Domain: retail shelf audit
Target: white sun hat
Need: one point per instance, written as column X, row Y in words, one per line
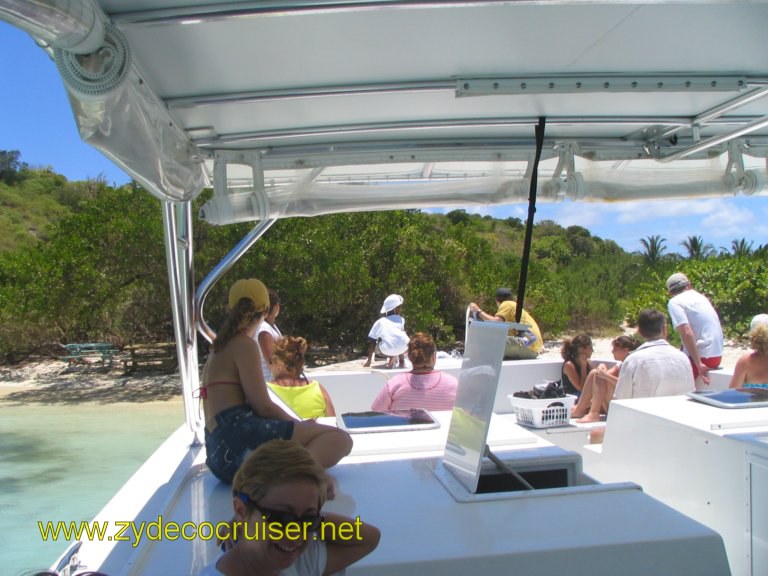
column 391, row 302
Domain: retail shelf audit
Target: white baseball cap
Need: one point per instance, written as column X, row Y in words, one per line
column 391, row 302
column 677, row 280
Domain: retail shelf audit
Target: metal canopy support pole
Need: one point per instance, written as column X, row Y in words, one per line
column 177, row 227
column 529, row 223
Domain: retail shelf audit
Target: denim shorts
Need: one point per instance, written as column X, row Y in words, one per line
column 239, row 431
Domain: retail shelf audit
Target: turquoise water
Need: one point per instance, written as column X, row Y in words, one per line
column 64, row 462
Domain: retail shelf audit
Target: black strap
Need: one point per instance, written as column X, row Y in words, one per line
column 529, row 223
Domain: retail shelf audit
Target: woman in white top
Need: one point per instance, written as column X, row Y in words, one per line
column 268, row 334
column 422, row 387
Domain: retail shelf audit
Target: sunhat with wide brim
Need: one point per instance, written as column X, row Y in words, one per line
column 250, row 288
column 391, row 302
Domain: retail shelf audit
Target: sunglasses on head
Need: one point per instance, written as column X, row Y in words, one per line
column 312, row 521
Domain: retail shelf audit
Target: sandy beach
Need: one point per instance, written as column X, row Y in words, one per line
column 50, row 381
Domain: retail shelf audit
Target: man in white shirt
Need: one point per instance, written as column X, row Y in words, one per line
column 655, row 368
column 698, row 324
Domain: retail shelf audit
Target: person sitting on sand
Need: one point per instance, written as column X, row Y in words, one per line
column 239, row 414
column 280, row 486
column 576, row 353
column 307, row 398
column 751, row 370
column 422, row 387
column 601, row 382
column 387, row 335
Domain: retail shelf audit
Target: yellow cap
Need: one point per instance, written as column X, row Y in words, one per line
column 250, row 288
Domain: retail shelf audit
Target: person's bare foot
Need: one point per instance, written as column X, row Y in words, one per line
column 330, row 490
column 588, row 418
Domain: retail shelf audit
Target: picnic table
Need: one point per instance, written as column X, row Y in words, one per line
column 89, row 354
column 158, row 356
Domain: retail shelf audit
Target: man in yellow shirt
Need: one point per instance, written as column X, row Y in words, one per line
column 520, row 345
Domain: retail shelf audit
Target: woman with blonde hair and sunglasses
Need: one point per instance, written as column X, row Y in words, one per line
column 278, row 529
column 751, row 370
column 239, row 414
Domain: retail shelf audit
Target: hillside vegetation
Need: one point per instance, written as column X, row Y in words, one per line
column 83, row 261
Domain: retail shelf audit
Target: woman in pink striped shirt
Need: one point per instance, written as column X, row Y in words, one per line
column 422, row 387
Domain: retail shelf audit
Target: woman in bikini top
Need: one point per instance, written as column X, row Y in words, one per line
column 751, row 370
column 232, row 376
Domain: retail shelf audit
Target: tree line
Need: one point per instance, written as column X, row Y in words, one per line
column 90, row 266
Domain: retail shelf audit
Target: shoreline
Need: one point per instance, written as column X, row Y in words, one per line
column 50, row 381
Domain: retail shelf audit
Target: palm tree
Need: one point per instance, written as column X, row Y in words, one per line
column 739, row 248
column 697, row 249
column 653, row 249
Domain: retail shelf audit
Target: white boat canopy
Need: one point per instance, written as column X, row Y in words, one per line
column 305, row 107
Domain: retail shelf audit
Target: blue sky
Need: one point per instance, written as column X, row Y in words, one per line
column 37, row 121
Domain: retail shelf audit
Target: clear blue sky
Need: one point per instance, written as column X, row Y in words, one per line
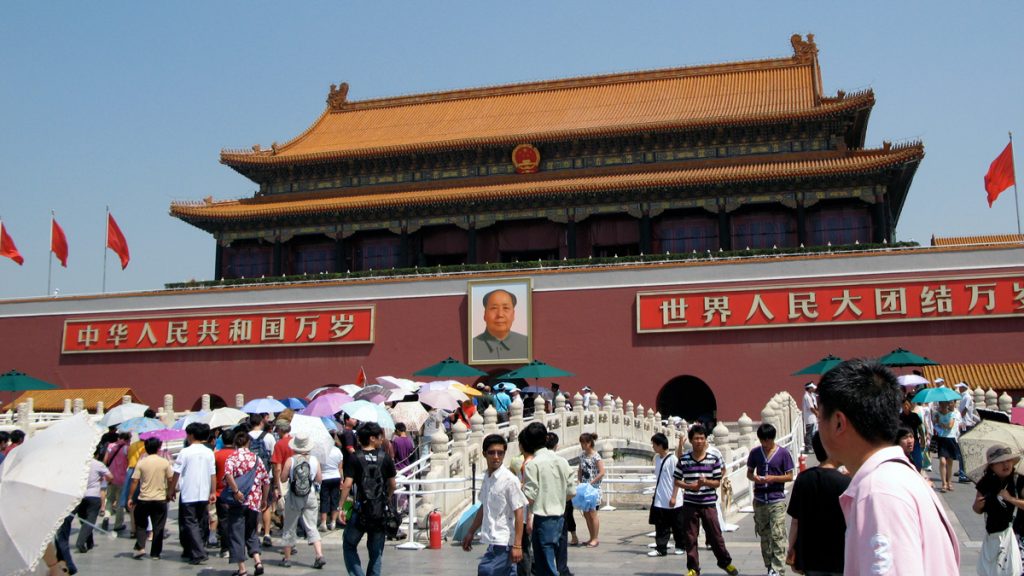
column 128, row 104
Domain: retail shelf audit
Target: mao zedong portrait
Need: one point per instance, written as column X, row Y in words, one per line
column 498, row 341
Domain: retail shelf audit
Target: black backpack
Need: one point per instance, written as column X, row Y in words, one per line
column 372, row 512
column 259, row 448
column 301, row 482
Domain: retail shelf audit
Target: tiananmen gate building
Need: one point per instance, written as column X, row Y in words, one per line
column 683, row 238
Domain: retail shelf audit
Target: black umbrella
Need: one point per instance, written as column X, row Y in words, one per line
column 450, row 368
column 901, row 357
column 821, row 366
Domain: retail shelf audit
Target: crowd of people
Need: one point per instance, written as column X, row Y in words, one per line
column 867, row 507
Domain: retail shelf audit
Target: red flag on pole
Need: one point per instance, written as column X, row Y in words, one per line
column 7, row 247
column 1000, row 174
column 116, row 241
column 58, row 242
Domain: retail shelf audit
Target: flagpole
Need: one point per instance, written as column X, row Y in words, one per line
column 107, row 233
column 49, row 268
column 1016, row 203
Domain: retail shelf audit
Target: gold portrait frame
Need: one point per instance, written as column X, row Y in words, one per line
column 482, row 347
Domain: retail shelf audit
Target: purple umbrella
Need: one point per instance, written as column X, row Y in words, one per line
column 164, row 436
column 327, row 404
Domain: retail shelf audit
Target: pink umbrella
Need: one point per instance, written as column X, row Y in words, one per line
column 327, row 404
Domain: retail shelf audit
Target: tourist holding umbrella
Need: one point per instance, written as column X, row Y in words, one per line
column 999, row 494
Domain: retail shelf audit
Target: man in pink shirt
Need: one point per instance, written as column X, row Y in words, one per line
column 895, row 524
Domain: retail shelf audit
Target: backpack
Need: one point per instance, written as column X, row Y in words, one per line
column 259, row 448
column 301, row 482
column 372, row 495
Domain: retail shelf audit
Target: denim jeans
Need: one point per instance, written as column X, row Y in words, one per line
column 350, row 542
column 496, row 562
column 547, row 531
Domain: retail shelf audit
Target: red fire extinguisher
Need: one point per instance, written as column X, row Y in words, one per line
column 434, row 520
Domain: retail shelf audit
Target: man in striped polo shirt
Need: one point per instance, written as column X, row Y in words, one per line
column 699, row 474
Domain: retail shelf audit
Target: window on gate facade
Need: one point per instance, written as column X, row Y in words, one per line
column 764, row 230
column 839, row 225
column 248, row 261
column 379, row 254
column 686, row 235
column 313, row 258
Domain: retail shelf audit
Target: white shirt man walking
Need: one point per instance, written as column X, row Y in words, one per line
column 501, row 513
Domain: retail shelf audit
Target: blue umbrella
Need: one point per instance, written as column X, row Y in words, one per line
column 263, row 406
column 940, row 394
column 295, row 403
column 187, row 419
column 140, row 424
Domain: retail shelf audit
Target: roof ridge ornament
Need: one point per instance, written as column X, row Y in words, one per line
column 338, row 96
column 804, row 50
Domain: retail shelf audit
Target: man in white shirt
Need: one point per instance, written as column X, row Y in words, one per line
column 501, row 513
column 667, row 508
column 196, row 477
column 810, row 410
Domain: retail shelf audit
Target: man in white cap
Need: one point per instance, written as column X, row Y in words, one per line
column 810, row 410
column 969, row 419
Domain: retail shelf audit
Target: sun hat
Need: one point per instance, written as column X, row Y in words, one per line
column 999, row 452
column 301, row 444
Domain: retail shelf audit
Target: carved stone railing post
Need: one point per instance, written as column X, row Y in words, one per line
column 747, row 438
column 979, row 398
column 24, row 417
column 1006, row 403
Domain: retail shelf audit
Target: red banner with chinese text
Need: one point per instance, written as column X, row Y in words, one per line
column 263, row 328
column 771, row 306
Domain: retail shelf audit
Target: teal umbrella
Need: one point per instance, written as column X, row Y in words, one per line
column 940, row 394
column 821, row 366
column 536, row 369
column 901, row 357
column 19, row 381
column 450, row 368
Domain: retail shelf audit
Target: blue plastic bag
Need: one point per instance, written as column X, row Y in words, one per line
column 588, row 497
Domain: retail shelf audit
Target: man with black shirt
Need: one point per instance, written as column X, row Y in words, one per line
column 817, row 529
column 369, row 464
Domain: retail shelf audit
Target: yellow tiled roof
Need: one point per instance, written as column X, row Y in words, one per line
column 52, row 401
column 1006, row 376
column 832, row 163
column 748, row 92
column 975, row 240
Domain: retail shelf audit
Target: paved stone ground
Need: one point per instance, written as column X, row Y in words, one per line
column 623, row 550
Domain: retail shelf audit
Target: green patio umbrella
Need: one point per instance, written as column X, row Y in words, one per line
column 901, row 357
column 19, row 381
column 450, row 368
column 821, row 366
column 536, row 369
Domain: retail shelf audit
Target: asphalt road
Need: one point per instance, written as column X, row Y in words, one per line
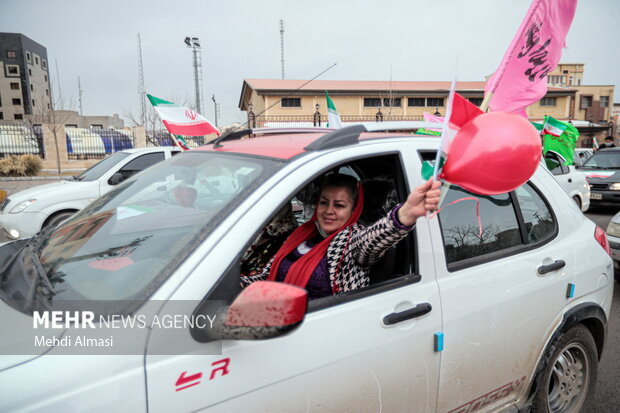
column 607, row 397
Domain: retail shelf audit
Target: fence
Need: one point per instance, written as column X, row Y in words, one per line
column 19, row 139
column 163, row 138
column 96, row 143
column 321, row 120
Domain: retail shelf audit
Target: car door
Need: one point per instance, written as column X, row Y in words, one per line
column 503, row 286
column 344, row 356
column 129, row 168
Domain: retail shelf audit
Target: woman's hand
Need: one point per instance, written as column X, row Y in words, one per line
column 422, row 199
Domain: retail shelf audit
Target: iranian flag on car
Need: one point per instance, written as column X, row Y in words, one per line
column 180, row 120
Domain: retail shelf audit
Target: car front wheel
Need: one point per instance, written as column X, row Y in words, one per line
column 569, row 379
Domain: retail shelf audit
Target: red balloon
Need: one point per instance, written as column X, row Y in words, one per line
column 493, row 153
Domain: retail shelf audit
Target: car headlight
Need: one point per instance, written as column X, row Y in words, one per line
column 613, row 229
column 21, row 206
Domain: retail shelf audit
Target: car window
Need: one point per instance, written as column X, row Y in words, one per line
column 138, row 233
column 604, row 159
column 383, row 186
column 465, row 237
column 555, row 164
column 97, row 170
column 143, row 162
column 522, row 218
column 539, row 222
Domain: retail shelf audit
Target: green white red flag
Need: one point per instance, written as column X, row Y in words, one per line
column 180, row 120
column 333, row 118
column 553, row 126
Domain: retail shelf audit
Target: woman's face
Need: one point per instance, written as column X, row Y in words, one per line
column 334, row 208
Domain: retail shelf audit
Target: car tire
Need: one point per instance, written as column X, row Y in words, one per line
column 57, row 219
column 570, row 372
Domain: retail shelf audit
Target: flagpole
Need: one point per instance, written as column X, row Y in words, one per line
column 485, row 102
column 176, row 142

#### Instructions to follow:
Put the lines from the start of the rows through the line containing "column 677, row 280", inclusive, into a numbered list with blank lines left out. Leave the pictures out of the list.

#### Response to this task:
1. Domain: retail shelf audit
2. Target: white sun hat
3. Need: one point per instance, written as column X, row Y in words, one per line
4. column 391, row 302
5. Domain: retail shelf audit
6. Target: white baseball cap
7. Need: one point per instance, written as column X, row Y in words, one per line
8. column 391, row 302
9. column 677, row 280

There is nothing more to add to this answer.